The request -
Count the lines in the items below that contain the word "beaker". Give only the number.

Task inputs -
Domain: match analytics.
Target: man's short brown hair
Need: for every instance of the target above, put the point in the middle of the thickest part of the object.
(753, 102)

...

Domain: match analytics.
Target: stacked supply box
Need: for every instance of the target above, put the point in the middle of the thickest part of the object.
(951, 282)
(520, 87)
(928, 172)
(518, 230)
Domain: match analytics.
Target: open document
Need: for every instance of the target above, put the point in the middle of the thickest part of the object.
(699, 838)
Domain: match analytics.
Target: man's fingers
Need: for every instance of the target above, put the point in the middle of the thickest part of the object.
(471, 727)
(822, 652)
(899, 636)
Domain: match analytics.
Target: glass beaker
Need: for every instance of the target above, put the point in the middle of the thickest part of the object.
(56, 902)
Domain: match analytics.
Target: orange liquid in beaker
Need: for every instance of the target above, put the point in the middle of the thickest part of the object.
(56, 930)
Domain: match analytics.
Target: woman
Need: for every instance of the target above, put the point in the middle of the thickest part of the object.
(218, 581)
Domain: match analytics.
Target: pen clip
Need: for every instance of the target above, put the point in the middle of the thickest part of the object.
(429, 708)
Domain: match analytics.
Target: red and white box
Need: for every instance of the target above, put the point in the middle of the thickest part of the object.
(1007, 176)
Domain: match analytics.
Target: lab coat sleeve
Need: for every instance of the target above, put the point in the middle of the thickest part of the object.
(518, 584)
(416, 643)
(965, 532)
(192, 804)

Exercise output -
2